(Coordinate labeling data)
# # # #

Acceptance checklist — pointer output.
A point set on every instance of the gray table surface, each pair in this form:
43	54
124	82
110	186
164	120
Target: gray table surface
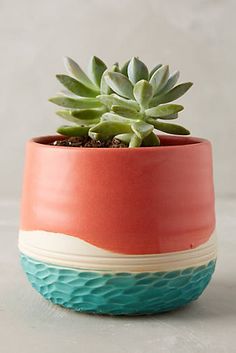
28	323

# # # #

Reproduce every line of the records above word for word, leaving out the pictures.

Acceptance checklist — pointer output.
A point set on every instance of the gray table surface, each pair in this form:
43	54
124	82
110	186
164	120
Target: gray table surface
28	323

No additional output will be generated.